======== TEXTAUSZUG
Hmm...
irgendwas geht definitiv schief in unserem Bildungssystem, da sind sich wohl alle einig. Mich beruhigt, dass es hier aber auch noch Menschen gibt, die nicht gleich pauschal auf den "faulen, unfähigen und bestechungsgeilen Lehrer" einhauen.
Ich sehe die Dinge zwar aus der anderen Perspektive, aber ich sehe auch die gleichen Probleme.
Kinder werden nach der vierten Klasse aufgeteilt und somit schon viel zu früh selektiert und klassifiziert. Das ist echt super schwer, da später wieder rauszukommen, zumindest nach oben hin, nach unten gehts natürlich schnell und einfach...
Und ich sehe auch, dass es oft finanziell schlechter gestellte Kinder, Kinder mit Migrationshintergrund oder Kinder aus schwierigen Familienkonstellationen trifft. Aber eben auch nicht alle. Es gibt auch genug Gegenbeispiele aus solchen Situationen, die es wirklich super hinkriegen.
Und wenn ich die Grundschüler von heute mit meiner eigenen Grundschulzeit vergleiche, stelle ich auch im Allgemeinen weniger Respekt, weniger Ordnung, weniger Ruhe und Sorgfalt im Arbeiten fest.
Allerdings kann ich die Ursache nicht nur (zum Teil natürlich schon) bei den Lehrern finden. Oft sind uns auch einfach die Hände gebunden. Man kann als Klassenlehrerin einer Grundschulklasse nicht mit jedem einzelnen Schüler so intensiv üben wie er es vielleicht nötig hätte. Man muss ja bei vielen in der ersten Klasse wirklich bei elementaren Dingen anfangen (wie ziehe ich mich an? wie sorge ich dafür, dass ich die richtigen Hefte mithabe? Wie führe ich ein Heft ordentlich? Wie mache ich Hausaufgaben? Wie verhalte ich mich halbwegs ruhig innerhalb der Klasse? Wie gehe ich mit Mitschülern und Lehrern um?) und die so oft und lange üben, das ist Wahnsinn. Und dann soll man aber noch ordentlich mit dem Stoff zurecht kommen.
Eine Gradwanderung. Und im Hintergrund stehen dann die Eltern, die sich beschweren, weil die Nachbarklasse schon zwei Seiten weiter ist im Mathebuch als ihr Kind und weil die letzte Arbeit ja viel zu schwer war und ob ihr Kind denn nun nicht endlich mal mit Füller schreiben dürfte und warum nicht auf diese persönliche Eigenart des Schülers besondere Rücksicht genommen wird etc. Und dann gibt es die Eltern, wo man sich wünschen würden, sie würden sich mal kümmern- wo man aber schon wochenlang versucht überhaupt mal ein vernünftiges Telefongespräch hinzukriegen...
================
======== ZU PRÜFENDE DATEN
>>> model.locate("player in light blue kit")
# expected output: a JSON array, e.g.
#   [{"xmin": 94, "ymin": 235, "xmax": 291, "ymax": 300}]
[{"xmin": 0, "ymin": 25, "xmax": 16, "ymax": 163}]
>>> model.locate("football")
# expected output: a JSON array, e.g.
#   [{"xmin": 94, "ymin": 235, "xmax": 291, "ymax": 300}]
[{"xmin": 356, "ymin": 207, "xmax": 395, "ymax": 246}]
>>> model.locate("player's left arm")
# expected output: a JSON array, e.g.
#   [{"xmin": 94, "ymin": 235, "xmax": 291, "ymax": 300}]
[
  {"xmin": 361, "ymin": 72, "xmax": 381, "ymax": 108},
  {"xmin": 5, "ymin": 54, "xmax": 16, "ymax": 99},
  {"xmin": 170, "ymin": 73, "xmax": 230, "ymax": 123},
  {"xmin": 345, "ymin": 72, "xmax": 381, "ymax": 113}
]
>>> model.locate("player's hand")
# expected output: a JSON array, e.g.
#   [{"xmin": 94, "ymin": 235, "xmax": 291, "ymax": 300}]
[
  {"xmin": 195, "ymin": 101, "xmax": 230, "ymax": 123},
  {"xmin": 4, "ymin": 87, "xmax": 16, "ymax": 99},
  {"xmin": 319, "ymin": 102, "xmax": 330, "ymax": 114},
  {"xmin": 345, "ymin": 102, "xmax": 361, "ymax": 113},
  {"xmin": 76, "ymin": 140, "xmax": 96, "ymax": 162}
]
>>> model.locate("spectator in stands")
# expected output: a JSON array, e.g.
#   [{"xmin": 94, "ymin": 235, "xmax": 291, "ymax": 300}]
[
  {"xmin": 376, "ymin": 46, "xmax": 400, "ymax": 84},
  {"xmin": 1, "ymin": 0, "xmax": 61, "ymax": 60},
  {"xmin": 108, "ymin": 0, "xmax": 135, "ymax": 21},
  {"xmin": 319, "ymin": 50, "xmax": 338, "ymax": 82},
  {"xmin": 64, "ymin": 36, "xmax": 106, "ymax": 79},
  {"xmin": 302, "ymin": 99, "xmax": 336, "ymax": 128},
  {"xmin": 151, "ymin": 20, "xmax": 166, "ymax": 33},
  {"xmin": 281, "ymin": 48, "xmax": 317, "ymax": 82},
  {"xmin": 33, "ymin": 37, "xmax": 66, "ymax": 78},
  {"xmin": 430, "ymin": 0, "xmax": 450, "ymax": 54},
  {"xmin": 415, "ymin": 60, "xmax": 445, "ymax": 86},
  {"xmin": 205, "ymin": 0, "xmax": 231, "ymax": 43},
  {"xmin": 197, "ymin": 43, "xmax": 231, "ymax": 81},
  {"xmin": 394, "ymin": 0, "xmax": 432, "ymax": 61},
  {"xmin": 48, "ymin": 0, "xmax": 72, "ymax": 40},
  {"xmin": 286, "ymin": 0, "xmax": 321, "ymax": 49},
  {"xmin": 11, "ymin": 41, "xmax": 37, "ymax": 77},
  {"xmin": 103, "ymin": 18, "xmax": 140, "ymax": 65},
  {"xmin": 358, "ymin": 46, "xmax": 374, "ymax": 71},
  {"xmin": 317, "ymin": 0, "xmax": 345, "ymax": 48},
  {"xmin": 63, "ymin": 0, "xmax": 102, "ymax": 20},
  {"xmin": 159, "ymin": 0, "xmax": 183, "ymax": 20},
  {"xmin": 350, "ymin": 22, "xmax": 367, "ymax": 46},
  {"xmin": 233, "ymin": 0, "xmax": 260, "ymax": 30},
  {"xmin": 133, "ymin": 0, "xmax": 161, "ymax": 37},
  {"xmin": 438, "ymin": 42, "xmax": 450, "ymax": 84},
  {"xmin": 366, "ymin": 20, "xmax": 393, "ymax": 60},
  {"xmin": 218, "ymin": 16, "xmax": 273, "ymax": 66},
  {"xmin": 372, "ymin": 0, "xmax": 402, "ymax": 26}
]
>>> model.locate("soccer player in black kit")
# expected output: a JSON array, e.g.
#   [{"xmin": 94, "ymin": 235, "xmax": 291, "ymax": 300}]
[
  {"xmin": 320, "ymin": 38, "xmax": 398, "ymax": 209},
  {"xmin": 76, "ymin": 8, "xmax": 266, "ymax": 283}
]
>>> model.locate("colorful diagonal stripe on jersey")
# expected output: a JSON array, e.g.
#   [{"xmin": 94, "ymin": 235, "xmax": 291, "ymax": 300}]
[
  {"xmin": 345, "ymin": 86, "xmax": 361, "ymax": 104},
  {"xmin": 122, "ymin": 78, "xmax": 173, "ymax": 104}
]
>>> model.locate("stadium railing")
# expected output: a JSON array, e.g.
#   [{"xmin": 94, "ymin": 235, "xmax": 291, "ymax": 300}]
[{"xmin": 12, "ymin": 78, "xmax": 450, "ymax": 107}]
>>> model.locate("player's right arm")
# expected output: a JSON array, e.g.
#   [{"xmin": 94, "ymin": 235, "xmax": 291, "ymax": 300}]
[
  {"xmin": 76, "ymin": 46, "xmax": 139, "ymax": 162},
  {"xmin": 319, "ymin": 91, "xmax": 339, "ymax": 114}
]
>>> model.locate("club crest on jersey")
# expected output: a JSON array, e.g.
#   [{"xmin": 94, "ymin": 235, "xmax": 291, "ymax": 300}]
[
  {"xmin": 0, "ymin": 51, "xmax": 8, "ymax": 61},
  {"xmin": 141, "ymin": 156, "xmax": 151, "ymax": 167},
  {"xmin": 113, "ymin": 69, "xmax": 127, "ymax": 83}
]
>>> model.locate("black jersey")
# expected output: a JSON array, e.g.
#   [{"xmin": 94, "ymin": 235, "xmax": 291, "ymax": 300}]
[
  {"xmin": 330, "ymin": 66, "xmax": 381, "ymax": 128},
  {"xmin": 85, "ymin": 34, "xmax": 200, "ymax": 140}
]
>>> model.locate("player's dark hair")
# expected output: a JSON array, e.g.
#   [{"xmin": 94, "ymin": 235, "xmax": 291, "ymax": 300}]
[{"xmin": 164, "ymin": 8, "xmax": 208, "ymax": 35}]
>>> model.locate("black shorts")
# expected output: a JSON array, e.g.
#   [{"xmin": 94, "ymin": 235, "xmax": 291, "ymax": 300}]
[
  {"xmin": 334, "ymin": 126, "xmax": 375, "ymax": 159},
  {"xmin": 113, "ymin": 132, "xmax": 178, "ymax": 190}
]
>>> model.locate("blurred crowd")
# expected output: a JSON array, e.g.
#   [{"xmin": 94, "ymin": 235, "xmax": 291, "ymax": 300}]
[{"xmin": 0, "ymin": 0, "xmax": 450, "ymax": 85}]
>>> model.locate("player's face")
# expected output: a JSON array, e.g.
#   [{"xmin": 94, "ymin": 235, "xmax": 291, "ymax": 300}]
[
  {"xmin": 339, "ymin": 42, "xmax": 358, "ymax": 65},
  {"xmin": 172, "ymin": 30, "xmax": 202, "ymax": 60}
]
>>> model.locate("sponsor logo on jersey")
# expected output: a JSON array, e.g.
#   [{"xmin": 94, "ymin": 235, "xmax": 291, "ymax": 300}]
================
AUFGABEN UND PROBLEME -
**1)** Zählen Sie alle Fragen auf, die der Textauszug über das Bildungssystem in der Klammer als elementare Dinge aus der ersten Klasse nennt.
**2)** Schreiben Sie den Textauszug über das Bildungssystem im Anschluss an seinen letzten Satz mit einigen weiteren Sätzen fort.

LÖSUNGEN JE AUFGABE -
**1)**
- Wie ziehe ich mich an?
- Wie sorge ich dafür, dass ich die richtigen Hefte mithabe?
- Wie führe ich ein Heft ordentlich?
- Wie mache ich Hausaufgaben?
- Wie verhalte ich mich halbwegs ruhig innerhalb der Klasse?
- Wie gehe ich mit Mitschülern und Lehrern um?

**2)**
Kinder lernen vieles zu Hause nicht mehr, was früher selbstverständlich war. Es gibt Schüler, die mir erzählen, dass sie das ganze Wochenende nichts anderes gemacht haben ausser Fernsehen und Computer spielen (und das bei schönstem Wetter). Und die erzählen das nicht einmal, die erzählen das jeden Montag! Das sind Dinge, die kann eine Schule nicht auffangen!!
Zum Theme "Disziplin" in der Klasse- dem Lehrer sind doch weitgehend die Hände gebunden. Die meisten Schüler wissen genau, wo die rechtlichen Grenzen sind: auf den Flur schicken- nicht erlaubt (Verletzung der Aufsichtspflicht in den meisten Bundesländern)
- Nachsitzen- nur mit Einverständnis vom SL und Eltern
- Extra-Aufgaben werden genauso wenig erledigt wie Hausaufgaben- wie effektiv ist das, drei Wochen einer Extraarbeit hinterzurennen)
- etc...
Und bei vielen Dingen stehen die Eltern dann ganz schnell auf den Barrikaden... "Aber mein Kind hat ja..." "Und Sie dürfen nicht...."
Es fehlt oftmals die Zusammenarbeit, dass Schule und Elternhaus am gleichen Strang ziehen, denn eigentlich wollen doch beide dasselbe: die bestmögliche Ausbildung für ihr Kind.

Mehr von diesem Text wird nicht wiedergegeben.